**Given request 1:** Copy the records from their start through the line that contains "(1008, 288)", replacing "dried pasta" with "dry pasta" and changing nothing else.

--- Begin Reading passage ---

|NDT.net - March 2003, Vol. 8 No.3|
In everyday ultrasonic testing applications the calibration and reference blocks are used. Furthermore all obtained testing results are given with reference to the particular characteristic of these blocks. Beside worldwide known codes, rules and technical specifications the International and European standards define requirements for calibration blocks for ultrasonic testing.
Within this paper the state of the art is presented and the comments are given regarding to the quality requirements given by standards. Acoustical, geometrical and surface characteristics of standard ultrasonic testing calibration blocks are discussed considering their impact on the consistency of ultrasonic testing results. Analysis is based on the results measured on the calibration blocks taken from industry.
To provide range setting and sensitivity setting for ultrasonic testing applications European standards (EN) designate EN 12223 (1) and EN 27963 (2). These two standards specify calibration blocks No. 1 and No. 2. and are identical to International standards ISO 2400 (3) and ISO 7963 (4) respectively. Both ISO standards had been prepared by Technical Committee TC 44, Welding and allied processes, while CEN Technical Committee TC 138, Non-destructive testing, accepted both ISO as European standards. Calibration blocks No.1 and No.2 are commonly designated V1 and V2.
This paper is going to discuss dimensional, acoustical and surface requirements given by these two standards. While taking into consideration practical features, main goal is to ensure traceability, comparability and consistency of ultrasonic testing results using these calibration blocks.
Specification for calibration block No.2, ISO 7963 (4) was issued in 1985 what was 13 years after issue of specification for calibration block No.1, ISO 2400 (3). Anyhow, requirements given by ISO 7963 (and identical EN 27963) are not so comprehensive as those given by ISO 2400 (and identical EN 12223). There are also several articles in ISO 7963 which are spurious and ambiguous from the technical point of view, here quoted: "block is very much smaller" ; "geometry is much simpler" ; "Ra is not very different from Rz " ; "fine structure" ; "good homogeneity".

--- End Reading passage ---
--- Begin Records ---

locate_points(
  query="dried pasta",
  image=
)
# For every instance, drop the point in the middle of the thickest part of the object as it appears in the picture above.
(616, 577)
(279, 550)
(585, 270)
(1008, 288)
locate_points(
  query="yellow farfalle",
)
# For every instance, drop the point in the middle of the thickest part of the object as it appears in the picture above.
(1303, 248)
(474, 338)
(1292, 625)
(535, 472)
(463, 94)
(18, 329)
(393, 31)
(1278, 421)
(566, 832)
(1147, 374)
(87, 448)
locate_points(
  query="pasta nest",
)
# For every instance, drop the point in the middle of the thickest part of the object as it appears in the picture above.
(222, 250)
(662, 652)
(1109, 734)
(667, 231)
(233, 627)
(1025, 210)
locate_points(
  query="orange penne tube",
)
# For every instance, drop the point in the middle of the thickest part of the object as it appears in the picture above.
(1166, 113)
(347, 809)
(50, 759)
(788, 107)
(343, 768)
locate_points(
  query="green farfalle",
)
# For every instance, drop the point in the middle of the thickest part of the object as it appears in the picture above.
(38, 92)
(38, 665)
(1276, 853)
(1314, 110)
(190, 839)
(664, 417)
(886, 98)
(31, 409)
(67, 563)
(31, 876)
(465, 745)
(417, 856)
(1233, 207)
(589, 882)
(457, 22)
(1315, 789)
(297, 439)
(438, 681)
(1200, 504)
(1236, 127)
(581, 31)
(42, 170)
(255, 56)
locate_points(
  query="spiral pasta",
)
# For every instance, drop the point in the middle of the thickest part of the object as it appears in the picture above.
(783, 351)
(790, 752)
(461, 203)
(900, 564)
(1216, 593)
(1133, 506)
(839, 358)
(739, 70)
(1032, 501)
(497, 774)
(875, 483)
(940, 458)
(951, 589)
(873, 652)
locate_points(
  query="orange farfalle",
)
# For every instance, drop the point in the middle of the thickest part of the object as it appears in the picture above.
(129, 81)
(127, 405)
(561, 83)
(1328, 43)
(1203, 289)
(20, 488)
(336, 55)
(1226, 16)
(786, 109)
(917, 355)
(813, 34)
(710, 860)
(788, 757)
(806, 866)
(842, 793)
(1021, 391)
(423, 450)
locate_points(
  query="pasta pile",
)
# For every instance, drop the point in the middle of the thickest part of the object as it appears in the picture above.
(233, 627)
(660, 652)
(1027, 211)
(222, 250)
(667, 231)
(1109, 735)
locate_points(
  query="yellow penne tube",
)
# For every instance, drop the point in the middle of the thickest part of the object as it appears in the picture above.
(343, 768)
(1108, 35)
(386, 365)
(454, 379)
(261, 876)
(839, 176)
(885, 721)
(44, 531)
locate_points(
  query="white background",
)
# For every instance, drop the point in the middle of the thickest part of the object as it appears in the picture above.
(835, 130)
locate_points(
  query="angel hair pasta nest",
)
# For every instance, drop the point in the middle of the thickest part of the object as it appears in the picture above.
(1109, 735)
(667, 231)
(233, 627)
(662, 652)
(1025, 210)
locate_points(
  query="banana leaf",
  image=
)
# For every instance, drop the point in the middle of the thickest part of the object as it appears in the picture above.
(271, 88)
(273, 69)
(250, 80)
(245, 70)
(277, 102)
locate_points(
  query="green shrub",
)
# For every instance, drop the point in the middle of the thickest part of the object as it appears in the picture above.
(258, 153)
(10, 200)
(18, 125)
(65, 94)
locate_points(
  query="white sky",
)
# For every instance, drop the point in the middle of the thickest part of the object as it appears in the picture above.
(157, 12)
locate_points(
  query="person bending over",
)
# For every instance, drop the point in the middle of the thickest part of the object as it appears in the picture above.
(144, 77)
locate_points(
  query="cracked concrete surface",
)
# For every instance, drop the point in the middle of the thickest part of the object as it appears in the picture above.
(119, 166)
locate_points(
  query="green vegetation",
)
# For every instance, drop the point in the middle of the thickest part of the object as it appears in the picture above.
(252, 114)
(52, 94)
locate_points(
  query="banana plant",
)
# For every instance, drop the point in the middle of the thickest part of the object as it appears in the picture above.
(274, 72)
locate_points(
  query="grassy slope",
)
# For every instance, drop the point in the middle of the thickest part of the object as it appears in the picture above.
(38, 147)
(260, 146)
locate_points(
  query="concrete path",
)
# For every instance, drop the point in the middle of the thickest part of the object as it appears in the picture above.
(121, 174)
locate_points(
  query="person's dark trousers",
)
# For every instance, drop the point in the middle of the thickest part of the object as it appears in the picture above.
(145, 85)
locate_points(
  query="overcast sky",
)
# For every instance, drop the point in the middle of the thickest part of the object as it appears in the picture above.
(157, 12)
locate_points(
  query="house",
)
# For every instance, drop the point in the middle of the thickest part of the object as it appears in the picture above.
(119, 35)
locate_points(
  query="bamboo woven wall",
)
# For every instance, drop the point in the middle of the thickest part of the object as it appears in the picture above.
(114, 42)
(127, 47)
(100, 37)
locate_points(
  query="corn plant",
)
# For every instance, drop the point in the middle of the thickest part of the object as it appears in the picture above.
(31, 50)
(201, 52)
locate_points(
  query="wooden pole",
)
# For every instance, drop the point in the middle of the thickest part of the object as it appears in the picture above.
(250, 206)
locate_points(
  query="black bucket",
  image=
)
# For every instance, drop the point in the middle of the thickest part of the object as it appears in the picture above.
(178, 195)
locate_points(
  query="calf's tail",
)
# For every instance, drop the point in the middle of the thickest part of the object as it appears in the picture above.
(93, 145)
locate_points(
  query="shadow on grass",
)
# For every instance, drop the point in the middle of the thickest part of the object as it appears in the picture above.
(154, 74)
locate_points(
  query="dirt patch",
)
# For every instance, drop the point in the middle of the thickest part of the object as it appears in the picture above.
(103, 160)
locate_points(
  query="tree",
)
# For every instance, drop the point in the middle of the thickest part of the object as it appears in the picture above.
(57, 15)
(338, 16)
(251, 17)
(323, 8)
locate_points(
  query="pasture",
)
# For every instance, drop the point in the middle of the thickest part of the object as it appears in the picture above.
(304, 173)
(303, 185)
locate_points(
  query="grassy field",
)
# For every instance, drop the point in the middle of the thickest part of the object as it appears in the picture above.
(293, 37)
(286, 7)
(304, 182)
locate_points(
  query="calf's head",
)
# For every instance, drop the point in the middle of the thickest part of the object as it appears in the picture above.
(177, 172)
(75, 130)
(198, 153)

--- End Records ---

**Given request 2:**
Answer these questions about the paper on ultrasonic calibration blocks:
(a) In what year was ISO 7963 issued?
(b) How are calibration blocks No.1 and No.2 commonly designated?
(c) What is the paper's analysis based on?

**Written solution 1:**
locate_points(
  query="dry pasta",
  image=
)
# For every instance, drop the point in the middle of the thickest part of the object as it appears in the picture above.
(616, 577)
(279, 550)
(585, 270)
(1008, 288)

**Written solution 2:**
(a) 1985
(b) V1 and V2
(c) Results measured on calibration blocks taken from industry